- DATA TO PROCESS:
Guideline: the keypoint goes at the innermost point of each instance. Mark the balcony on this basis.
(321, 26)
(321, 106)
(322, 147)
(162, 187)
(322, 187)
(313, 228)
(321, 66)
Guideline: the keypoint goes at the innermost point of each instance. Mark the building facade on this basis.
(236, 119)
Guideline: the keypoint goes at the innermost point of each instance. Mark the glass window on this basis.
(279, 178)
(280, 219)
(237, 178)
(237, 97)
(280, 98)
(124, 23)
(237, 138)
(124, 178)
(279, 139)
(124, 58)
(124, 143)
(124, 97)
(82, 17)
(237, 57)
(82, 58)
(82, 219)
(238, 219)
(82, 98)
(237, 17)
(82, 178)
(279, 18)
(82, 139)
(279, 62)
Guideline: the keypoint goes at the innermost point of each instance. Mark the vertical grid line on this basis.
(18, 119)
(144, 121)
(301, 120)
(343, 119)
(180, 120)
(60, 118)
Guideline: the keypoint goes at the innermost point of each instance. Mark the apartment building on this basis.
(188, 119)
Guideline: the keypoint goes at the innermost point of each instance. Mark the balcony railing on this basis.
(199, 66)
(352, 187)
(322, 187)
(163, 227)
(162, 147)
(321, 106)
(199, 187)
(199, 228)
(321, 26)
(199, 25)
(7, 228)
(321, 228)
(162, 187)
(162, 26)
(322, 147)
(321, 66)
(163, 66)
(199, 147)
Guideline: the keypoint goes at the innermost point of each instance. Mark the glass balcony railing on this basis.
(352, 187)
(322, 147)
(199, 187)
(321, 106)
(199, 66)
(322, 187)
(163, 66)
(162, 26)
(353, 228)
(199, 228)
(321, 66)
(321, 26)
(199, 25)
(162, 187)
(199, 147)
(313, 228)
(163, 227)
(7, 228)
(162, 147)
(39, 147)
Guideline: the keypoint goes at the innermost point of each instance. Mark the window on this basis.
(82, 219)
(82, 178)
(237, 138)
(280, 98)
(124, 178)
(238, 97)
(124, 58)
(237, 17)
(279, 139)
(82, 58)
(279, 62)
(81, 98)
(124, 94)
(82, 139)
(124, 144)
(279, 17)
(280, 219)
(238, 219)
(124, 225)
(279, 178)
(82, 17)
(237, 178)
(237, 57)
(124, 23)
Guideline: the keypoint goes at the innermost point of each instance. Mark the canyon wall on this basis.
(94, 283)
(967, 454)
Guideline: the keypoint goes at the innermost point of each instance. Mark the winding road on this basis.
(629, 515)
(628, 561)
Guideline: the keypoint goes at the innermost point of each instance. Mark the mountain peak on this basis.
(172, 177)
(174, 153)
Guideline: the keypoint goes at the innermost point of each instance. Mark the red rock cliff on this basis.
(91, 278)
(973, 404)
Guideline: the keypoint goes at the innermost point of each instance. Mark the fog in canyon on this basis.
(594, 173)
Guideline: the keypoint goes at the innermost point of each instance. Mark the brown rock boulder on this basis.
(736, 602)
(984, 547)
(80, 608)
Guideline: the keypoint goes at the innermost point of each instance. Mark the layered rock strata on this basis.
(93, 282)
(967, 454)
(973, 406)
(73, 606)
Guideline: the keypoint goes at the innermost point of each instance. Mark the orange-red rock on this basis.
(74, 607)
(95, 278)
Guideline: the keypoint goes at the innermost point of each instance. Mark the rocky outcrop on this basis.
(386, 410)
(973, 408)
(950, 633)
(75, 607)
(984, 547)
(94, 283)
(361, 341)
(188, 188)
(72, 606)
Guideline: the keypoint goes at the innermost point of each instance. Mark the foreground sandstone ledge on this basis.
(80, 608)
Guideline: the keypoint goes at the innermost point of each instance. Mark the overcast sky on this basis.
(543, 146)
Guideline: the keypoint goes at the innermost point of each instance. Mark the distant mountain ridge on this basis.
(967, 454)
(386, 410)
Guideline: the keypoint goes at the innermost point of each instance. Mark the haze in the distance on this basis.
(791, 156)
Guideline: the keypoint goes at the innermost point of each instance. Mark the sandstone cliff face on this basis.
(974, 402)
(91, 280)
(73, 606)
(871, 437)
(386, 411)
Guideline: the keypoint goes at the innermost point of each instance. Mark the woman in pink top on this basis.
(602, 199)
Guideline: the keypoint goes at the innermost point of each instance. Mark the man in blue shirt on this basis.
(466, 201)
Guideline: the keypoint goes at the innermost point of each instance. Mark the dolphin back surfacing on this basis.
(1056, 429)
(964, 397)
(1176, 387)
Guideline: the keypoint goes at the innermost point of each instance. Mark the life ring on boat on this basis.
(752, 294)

- PROBLEM TO SOLVE: Repeat the material in full. Change nothing.

- ANSWER SECTION:
Guideline: the keypoint goes at the innermost point of each instance. Mark the balcony on this basis.
(321, 26)
(321, 106)
(322, 147)
(162, 187)
(322, 187)
(313, 228)
(321, 66)
Guideline: the keypoint goes at the innermost point of each instance. Mark the building facade on this basis.
(236, 119)
Guideline: the keypoint goes at the innermost point of each instance. Mark the glass window on this basis.
(279, 178)
(280, 219)
(237, 178)
(237, 97)
(280, 98)
(124, 23)
(237, 138)
(124, 178)
(279, 139)
(124, 58)
(124, 143)
(124, 97)
(82, 17)
(237, 57)
(82, 58)
(82, 219)
(238, 219)
(82, 98)
(237, 17)
(82, 178)
(279, 18)
(82, 139)
(279, 62)
Guideline: the keypoint goes at the innermost point of each instance. Mark the vertical grid line on this basis.
(18, 119)
(144, 121)
(301, 120)
(343, 119)
(180, 120)
(60, 118)
Guideline: the keypoint goes at the innermost point of each instance. Mark the apartment building on this basis.
(188, 119)
Guideline: the keypoint goes at the innermost point of each instance. Mark the balcony railing on this basis.
(199, 66)
(352, 187)
(322, 187)
(163, 227)
(162, 147)
(321, 106)
(199, 187)
(199, 228)
(321, 26)
(199, 25)
(7, 228)
(321, 228)
(162, 187)
(162, 26)
(322, 147)
(321, 66)
(163, 66)
(199, 147)
Guideline: the keypoint goes at the innermost point of each instance. Mark the glass balcony railing on this basis.
(352, 187)
(322, 147)
(199, 187)
(321, 106)
(199, 66)
(322, 187)
(163, 66)
(162, 26)
(353, 228)
(199, 228)
(321, 66)
(321, 26)
(199, 25)
(162, 187)
(199, 147)
(313, 228)
(163, 227)
(7, 228)
(162, 147)
(39, 147)
Guideline: the keypoint goes at the innermost point of each instance. Mark the window on this basis.
(82, 219)
(82, 178)
(237, 138)
(280, 98)
(124, 178)
(238, 97)
(124, 58)
(237, 17)
(279, 139)
(82, 58)
(279, 62)
(81, 98)
(124, 94)
(82, 139)
(124, 144)
(279, 17)
(280, 219)
(238, 219)
(124, 225)
(279, 178)
(82, 17)
(237, 178)
(237, 57)
(124, 23)
Guideline: the keypoint goes at the innermost point of each instance. Mark the canyon wall on this basis.
(94, 283)
(967, 454)
Guideline: the keypoint goes at the innermost point of each instance. Mark the winding road on this basis.
(629, 515)
(628, 561)
Guideline: the keypoint goes at the innermost point of each instance. Mark the mountain peak on this basis.
(172, 177)
(174, 153)
Guideline: the keypoint goes at the innermost point of each instance. Mark the red rock cliff on this basis.
(91, 278)
(973, 404)
Guideline: the keypoint goes at the innermost point of each instance. Mark the fog in canyon on this basis.
(594, 173)
Guideline: the keypoint goes at the innermost point of each instance. Mark the brown rock boulder on this basis.
(736, 602)
(984, 547)
(80, 608)
Guideline: the keypoint goes at the innermost point of each instance. Mark the layered rock strata on this basis.
(93, 282)
(967, 454)
(973, 406)
(73, 606)
Guideline: the keypoint goes at the innermost point of each instance. Mark the orange-red rock on this basis.
(74, 607)
(95, 278)
Guideline: the keypoint goes at the innermost point of each instance. Mark the rocky outcrop on this basis.
(386, 410)
(973, 408)
(950, 633)
(75, 607)
(984, 547)
(94, 283)
(361, 341)
(188, 188)
(72, 606)
Guideline: the keypoint goes at the innermost point of each instance. Mark the foreground sandstone ledge on this basis.
(80, 608)
Guideline: the keypoint goes at the innermost point of each instance. Mark the overcast sky on this basis.
(543, 146)
Guideline: the keypoint goes at the innermost point of each instance. Mark the distant mountain ridge on this basis.
(967, 454)
(386, 410)
Guideline: the keypoint goes at the innermost point of each instance. Mark the haze in the distance on this basis.
(791, 156)
Guideline: the keypoint goes at the innermost point of each instance. Mark the sandstone cliff face on this basis.
(974, 402)
(91, 280)
(73, 606)
(871, 437)
(386, 411)
Guideline: the keypoint goes at the innermost point of each instance. Mark the woman in pink top on this basis.
(602, 199)
Guideline: the keypoint goes at the innermost point of each instance. Mark the man in blue shirt on this basis.
(466, 201)
Guideline: the keypoint goes at the innermost point of each instance. Mark the dolphin back surfacing on this basis.
(1056, 429)
(964, 397)
(1176, 387)
Guideline: the keypoint goes at the innermost point of each instance. Mark the life ring on boat on this basis.
(752, 294)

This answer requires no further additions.